▸ The task:
Pictures aside, repeat every record below exactly.

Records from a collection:
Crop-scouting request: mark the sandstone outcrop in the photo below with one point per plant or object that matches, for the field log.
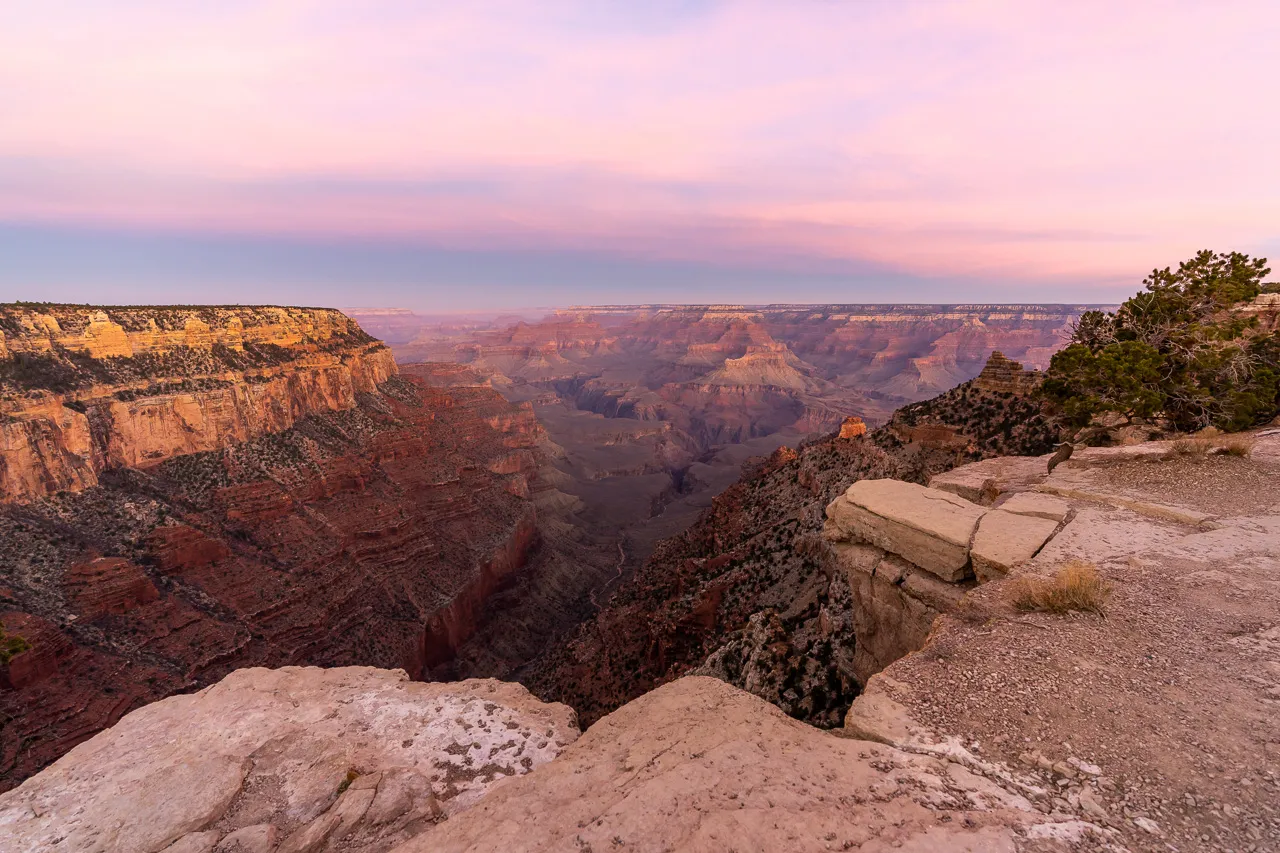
(853, 427)
(1004, 375)
(926, 527)
(913, 552)
(88, 389)
(1109, 714)
(297, 760)
(1005, 539)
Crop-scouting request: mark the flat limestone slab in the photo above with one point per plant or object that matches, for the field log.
(305, 755)
(1043, 506)
(982, 482)
(1005, 539)
(926, 527)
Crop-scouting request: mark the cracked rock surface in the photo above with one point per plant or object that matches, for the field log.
(295, 760)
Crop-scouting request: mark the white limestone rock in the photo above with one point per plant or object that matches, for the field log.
(351, 758)
(1037, 503)
(924, 527)
(1005, 541)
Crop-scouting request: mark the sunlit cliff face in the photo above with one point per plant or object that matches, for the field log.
(990, 141)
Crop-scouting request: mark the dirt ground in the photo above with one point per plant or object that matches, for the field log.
(1161, 719)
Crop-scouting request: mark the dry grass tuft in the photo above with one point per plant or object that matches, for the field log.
(1077, 585)
(1191, 447)
(1240, 446)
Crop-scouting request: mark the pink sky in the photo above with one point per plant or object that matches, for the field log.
(1078, 142)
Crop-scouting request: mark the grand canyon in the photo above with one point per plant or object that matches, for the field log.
(695, 425)
(608, 505)
(193, 491)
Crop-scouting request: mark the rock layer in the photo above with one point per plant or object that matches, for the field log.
(88, 389)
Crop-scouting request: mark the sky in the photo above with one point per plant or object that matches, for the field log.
(492, 154)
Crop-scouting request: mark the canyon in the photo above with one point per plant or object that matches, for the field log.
(187, 492)
(191, 491)
(982, 726)
(205, 506)
(658, 406)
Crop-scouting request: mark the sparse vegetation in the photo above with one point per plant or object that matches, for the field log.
(1240, 446)
(1179, 351)
(10, 646)
(1077, 585)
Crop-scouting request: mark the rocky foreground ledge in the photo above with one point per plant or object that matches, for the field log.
(1153, 726)
(307, 760)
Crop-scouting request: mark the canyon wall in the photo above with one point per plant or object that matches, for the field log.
(86, 389)
(182, 501)
(753, 593)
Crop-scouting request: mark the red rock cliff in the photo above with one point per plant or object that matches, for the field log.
(195, 507)
(86, 389)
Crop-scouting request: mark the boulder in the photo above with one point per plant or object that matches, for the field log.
(853, 427)
(1006, 539)
(350, 758)
(926, 527)
(1037, 503)
(698, 765)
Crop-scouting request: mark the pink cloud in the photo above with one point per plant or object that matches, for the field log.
(993, 138)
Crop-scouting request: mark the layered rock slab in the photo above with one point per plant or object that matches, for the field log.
(698, 765)
(926, 527)
(350, 758)
(1006, 539)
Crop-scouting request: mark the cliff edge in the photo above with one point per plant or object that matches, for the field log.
(85, 388)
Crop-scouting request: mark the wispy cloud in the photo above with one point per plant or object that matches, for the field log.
(991, 138)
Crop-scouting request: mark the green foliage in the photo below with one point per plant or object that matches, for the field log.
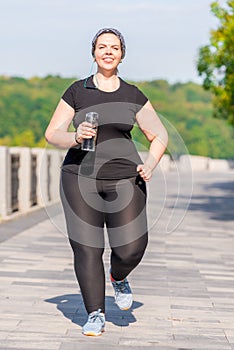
(216, 62)
(26, 107)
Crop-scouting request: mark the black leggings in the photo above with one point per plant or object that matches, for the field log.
(91, 204)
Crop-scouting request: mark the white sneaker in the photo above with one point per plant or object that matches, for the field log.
(95, 324)
(123, 294)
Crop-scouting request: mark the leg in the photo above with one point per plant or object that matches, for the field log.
(125, 258)
(127, 228)
(89, 271)
(85, 230)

▸ Result of the task:
Crop-scouting request: mark the sandstone outcrop in the photo below with one point per plant or object that matches, for the field log.
(853, 427)
(1004, 375)
(926, 527)
(913, 552)
(88, 389)
(1109, 714)
(297, 760)
(1005, 539)
Crop-scouting request: mark the flat limestone slab in the photo above with one point per plant or object that matches, for the field log.
(305, 755)
(1043, 506)
(982, 482)
(1005, 539)
(926, 527)
Crop-scouting request: mark the cracked rock surface in the photo above with one point per plant or object that matches, for the field log.
(295, 760)
Crop-scouting request: mark the white limestone rock in the photo above with one point per plant or object that matches, for the field log.
(351, 758)
(1037, 503)
(924, 527)
(1005, 541)
Crop-scouting request: mark the sunlit cliff face in the photo above with one point per plant or object that matches, for the field log.
(990, 141)
Crop-scouting request: mark the dirt ground in the photo above with one point per plant or object that matches, for the field log.
(1161, 719)
Crop-scouting request: mark the dry grass tuft in the photo above with one point per plant or object that matches, for the field log.
(1077, 585)
(1191, 447)
(1240, 446)
Crop-scouting request: mark the pink sky in the photo above with one point per plant or object that matches, for the field log.
(1078, 142)
Crop-scouting request: mark the grand canyon in the photo above with one point per plant or object that matches, for the field log.
(695, 425)
(608, 505)
(193, 491)
Crop-scouting request: mark the rock layer in the photo above with one point per plant or object that matches, for the field log.
(88, 389)
Crop-scouting request: mark the sky in the photo above with one point per plant or object that matches, for the field log.
(492, 154)
Crop-scouting request: mark the canyon in the photo above with one point per plant or object that matches, for the field log.
(187, 492)
(191, 491)
(982, 726)
(205, 506)
(658, 406)
Crop-scouting request: mark the sparse vegetation in the photo above with one point per plant or object that matches, for the field log.
(1240, 446)
(1179, 351)
(10, 646)
(1077, 585)
Crop-scouting request: mark the rocky foreground ledge in the photo above with one point per plant or object that matches, for the field log.
(1153, 726)
(307, 760)
Crop-scouting request: mark the canyon wall in the photo above with one point per plant or object that matches, for the field log.
(86, 389)
(182, 501)
(753, 593)
Crop-scouting request: mark the red rock cliff in the photo above with one point per plant or object that matches, for the field log.
(195, 507)
(86, 389)
Crop-scouting request: mark the boulder in the photo above with one point per plant or object that matches, for the field log.
(853, 427)
(1006, 539)
(350, 758)
(926, 527)
(1037, 503)
(698, 765)
Crop-scouting request: mark the pink cloud in the photo above with one point per plant or object that matches, for the field log.
(993, 138)
Crop-scouting request: mark the layered rock slab in the photo above with one point per plant or object that matches, for the field log.
(698, 765)
(926, 527)
(350, 758)
(1006, 539)
Crop-scouting request: mark the cliff edge in the photo above with one point per plant or object that matches, for the field log.
(85, 388)
Crop-scouting request: mark the wispy cloud in the photo above with one point per plant or object that matches, for the field log.
(991, 138)
Crop-scouting request: mark the green foliage in the photo below with one point per plant or object that matches, for the field log.
(216, 62)
(26, 107)
Crop-scouting request: mark the black leggings in the photo above with one point per plant or object that matches, for the field log.
(91, 204)
Crop-scouting request: mark the white sneaker in the photo above with one point per plant or object that matches, for the field log.
(95, 324)
(123, 294)
Crop-scouting request: mark the leg in the photo above with one point per plant or object that matches, for the field log.
(125, 258)
(127, 228)
(89, 271)
(85, 230)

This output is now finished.